**READING PASSAGE**:
Think about the past 20 years alone. Among the greatest technological feats, we’ve seen desktop publishing, computer-to-plate, digital printing, digital color proofing and JDF, not to mention variable data and Web-to-print. The way we do business now is a far cry from just 10 years ago, when many of the aforementioned technologies either didn’t exist or were still in their nascent stage.

Sure, PI is proud of our big Five-O, but a sobering thought is the notion that there are many printing companies out there that have been around twice as long. One hundred years is inconceivable. Lasting that long in an industry with volatile technologies and vastly changing markets is improbable.

So we don’t wish to hog all the birthday cake to ourselves. We’re going to throw 50 more candles on it for a trio of printers that have or are about to cross the century mark. And while they’re enjoying coffee after the cake’s been polished off, we’re going to ask a few questions about how they managed to last this long.

And now, the introductions:

First up is Elliot Schindler, executive vice president of Pearl Pressman Liberty Communications Group (PPLCG) of Philadelphia. PPLCG was founded in 1907 by Manuel Pearl and Charles Pressman, who cobbled together $60 and bought a foot-powered press, assorted type and paper. Incidentally, how cool is it that a printing company was co-founded by a person named Pressman? It’d be like saying Chrysler was founded by Charles Muffler.

The company has a colorful past, with acquisitions of other printing shops. PPLCG itself has been sold, bought back and is now in the hands of senior management. It marked the 50-year anniversary with a devastating plant fire. And while printers have dropped off the Philadelphia landscape, PPLCG remains a staple.

**MATERIAL SHOWN**:
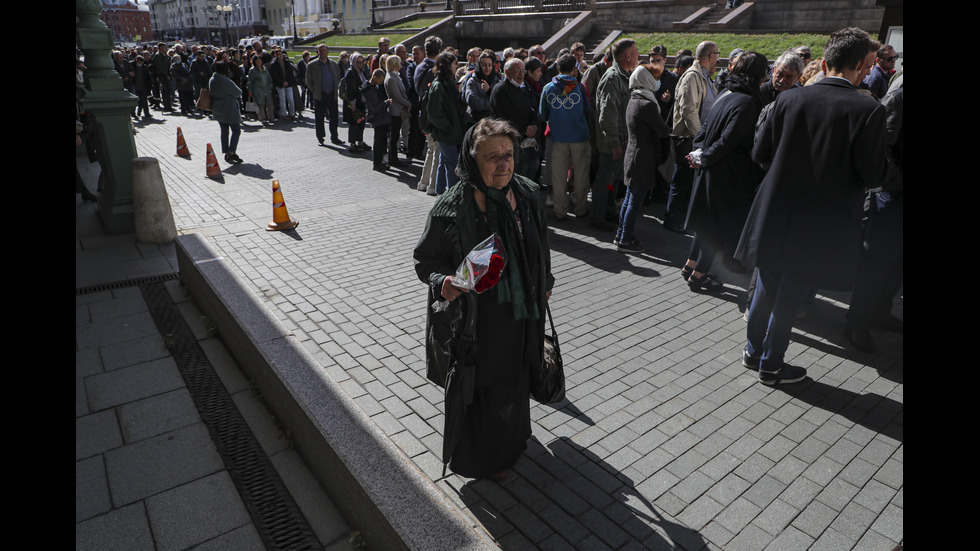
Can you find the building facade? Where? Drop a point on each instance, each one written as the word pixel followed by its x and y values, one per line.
pixel 127 21
pixel 218 22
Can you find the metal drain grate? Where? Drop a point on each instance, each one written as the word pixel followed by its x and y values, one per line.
pixel 274 513
pixel 126 283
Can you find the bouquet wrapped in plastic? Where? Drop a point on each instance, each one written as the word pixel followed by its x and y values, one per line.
pixel 481 269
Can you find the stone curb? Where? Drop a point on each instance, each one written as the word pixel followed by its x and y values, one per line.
pixel 373 483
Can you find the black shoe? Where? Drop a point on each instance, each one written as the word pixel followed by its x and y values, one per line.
pixel 860 338
pixel 632 246
pixel 704 284
pixel 888 322
pixel 787 374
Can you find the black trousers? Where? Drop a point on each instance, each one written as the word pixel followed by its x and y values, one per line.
pixel 325 106
pixel 380 143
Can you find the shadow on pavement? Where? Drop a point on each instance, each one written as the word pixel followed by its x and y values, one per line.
pixel 569 498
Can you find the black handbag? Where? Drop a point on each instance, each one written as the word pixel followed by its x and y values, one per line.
pixel 548 377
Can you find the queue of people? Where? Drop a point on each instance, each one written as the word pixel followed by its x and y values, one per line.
pixel 764 168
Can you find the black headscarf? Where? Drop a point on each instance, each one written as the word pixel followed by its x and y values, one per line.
pixel 501 219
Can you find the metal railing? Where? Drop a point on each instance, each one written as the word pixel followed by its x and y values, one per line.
pixel 480 7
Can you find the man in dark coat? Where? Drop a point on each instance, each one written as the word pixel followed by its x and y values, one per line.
pixel 509 102
pixel 323 80
pixel 824 147
pixel 880 272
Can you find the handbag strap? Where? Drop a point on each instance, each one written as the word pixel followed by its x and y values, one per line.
pixel 554 334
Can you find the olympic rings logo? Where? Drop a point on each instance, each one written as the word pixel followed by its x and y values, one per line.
pixel 564 102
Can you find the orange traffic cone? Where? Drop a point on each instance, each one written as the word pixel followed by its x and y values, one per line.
pixel 280 216
pixel 182 150
pixel 213 170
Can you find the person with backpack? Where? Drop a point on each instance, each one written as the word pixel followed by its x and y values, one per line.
pixel 423 78
pixel 444 109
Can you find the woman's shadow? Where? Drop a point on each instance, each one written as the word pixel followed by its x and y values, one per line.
pixel 563 496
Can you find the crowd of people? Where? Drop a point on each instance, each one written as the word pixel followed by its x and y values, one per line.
pixel 790 169
pixel 768 166
pixel 603 139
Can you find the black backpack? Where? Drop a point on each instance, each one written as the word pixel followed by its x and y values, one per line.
pixel 424 123
pixel 426 84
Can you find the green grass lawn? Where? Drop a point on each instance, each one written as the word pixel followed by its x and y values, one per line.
pixel 420 23
pixel 770 45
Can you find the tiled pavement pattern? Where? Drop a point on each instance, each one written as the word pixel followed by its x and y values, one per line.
pixel 665 442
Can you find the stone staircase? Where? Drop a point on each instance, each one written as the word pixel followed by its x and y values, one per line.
pixel 713 18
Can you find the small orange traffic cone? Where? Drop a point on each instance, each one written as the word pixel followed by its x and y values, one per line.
pixel 280 216
pixel 213 170
pixel 182 150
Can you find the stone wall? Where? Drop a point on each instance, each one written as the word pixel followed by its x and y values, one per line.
pixel 767 15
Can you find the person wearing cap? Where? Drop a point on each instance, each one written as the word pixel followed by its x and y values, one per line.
pixel 877 79
pixel 786 73
pixel 722 77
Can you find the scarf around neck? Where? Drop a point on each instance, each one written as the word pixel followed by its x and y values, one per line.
pixel 501 219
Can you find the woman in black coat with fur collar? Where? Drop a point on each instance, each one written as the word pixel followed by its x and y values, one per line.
pixel 726 177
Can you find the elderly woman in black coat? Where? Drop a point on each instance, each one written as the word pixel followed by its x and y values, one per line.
pixel 647 147
pixel 725 177
pixel 489 198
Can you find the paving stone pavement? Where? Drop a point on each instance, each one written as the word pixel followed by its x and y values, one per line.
pixel 665 441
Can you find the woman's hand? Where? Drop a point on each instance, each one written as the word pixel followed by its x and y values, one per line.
pixel 450 291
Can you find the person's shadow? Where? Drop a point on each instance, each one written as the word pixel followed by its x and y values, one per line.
pixel 563 496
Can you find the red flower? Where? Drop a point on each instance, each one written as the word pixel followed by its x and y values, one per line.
pixel 496 264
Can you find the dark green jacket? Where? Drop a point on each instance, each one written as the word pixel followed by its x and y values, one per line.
pixel 224 99
pixel 445 113
pixel 443 245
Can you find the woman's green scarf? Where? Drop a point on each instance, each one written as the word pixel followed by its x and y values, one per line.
pixel 514 288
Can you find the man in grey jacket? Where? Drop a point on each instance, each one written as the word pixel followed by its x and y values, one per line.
pixel 612 96
pixel 323 80
pixel 695 95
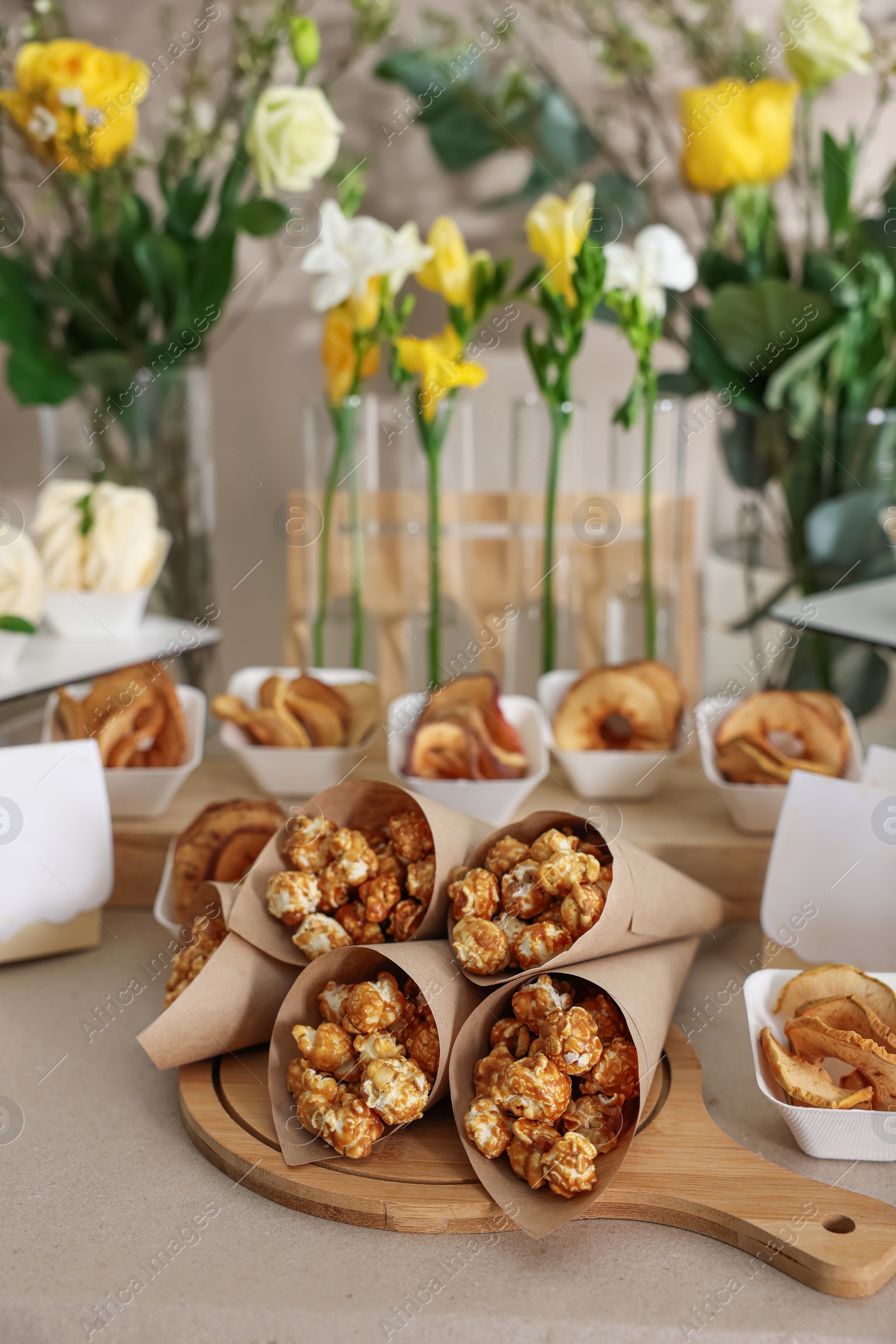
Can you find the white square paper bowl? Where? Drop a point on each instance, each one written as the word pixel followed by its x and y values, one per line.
pixel 755 807
pixel 146 790
pixel 867 1136
pixel 628 776
pixel 292 772
pixel 491 800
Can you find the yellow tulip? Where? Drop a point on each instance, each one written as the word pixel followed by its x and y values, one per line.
pixel 736 133
pixel 557 230
pixel 76 104
pixel 440 365
pixel 340 356
pixel 450 269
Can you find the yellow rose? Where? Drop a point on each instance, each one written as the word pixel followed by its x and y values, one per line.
pixel 76 104
pixel 340 356
pixel 736 133
pixel 557 230
pixel 440 365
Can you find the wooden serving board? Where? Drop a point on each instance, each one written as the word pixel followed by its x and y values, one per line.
pixel 682 1171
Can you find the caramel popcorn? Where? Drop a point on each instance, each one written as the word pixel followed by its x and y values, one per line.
pixel 320 933
pixel 421 880
pixel 568 1167
pixel 374 1004
pixel 487 1127
pixel 412 836
pixel 307 846
pixel 571 1041
pixel 477 895
pixel 481 947
pixel 395 1089
pixel 539 942
pixel 615 1075
pixel 292 895
pixel 521 894
pixel 506 855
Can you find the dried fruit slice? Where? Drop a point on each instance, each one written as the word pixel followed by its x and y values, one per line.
pixel 834 982
pixel 806 1082
pixel 813 1041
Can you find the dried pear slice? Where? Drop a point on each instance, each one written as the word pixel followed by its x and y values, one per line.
pixel 809 1083
pixel 836 982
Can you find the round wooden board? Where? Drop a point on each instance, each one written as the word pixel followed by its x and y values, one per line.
pixel 682 1171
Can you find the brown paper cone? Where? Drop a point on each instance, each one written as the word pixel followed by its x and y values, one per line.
pixel 231 1004
pixel 648 901
pixel 645 985
pixel 366 806
pixel 429 964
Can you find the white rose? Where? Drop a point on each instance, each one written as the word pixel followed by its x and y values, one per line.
pixel 293 137
pixel 21 580
pixel 827 46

**WHAT IS ASKED**:
A – Reproduce the passage on long-lived printing companies word for word, starting at "So we don’t" and ending at "by Charles Muffler.".
B – Carry on the passage about long-lived printing companies from its last sentence.

**THE RESPONSES**:
A –
So we don’t wish to hog all the birthday cake to ourselves. We’re going to throw 50 more candles on it for a trio of printers that have or are about to cross the century mark. And while they’re enjoying coffee after the cake’s been polished off, we’re going to ask a few questions about how they managed to last this long.

And now, the introductions:

First up is Elliot Schindler, executive vice president of Pearl Pressman Liberty Communications Group (PPLCG) of Philadelphia. PPLCG was founded in 1907 by Manuel Pearl and Charles Pressman, who cobbled together $60 and bought a foot-powered press, assorted type and paper. Incidentally, how cool is it that a printing company was co-founded by a person named Pressman? It’d be like saying Chrysler was founded by Charles Muffler.

B –
Next up is Sumter Printing in Sumter, SC, which, until the last couple years, didn’t know the exact date of its birth. According to President Rob Galloway, a request for his company’s history sent him to the Sumter County Museum and the county Genealogical Society. The paper trail stopped at 1907, where a W.C. Ivy published a journal called The Prospector, as well as offered his services as a job printer.

Incredibly, the business had three owners in its first 10 years, but only three more in the following 90 years. His father, Robert Galloway Sr., and uncle, Julius Chandler, bought the company in 1963. Chandler was bought out a few years later, and the Galloways have provided a stable ownership for more than 40 years.

Last, but certainly not least, is Tony Narducci, president of Phoenix-based O’Neil Printing. This company is so old that when it was founded, Arizona hadn’t even entered the union (that would happen in 1912). The railroad didn’t even come through Phoenix. And you think your company has shipping issues!

Founder William “Bucky” O’Neil, originally from Maine, bounced about before finding his true calling. Unable to sell typewriters (not even the jackrabbits were biting, Narducci chuckles), O’Neil hired a few women and opened up a letter typing business, essentially becoming one of the original direct mail houses.

In its early years, O’Neil focused on serving the legal and government markets. The company was sold by O’Neil’s daughter and son-in-law to its employees through an employee stock ownership plan (ESOP) in 1996.

Now that the panel have finished their cake and are pouring java, it’s time to get their views on where their companies have been and what the future holds.

What are the factors that have enabled your company to thrive for such a long time?

NARDUCCI: The company has always taken seriously its relationship with clients, our employees and our vendors, and to not compromise any one of those relationships. There’s a high standard of ethics and doing the right thing here. It hasn’t always been easy; the company’s come through some pretty tough times with downturns in markets. Treating people fairly has been the underlying credo for O’Neil.

SCHINDLER: Our culture is such that we’ve always been able to adapt and change with the times, to not neccesarily be at the forefront of change, but to change nonetheless. We like to say that we’re not the first to take on new technologies, but we’re certainly toward the front end. It’s been that way all through our history, whether it was photo composition or when offset took over letterpress. It is that way today with digital printing, mailing and fulfillment services.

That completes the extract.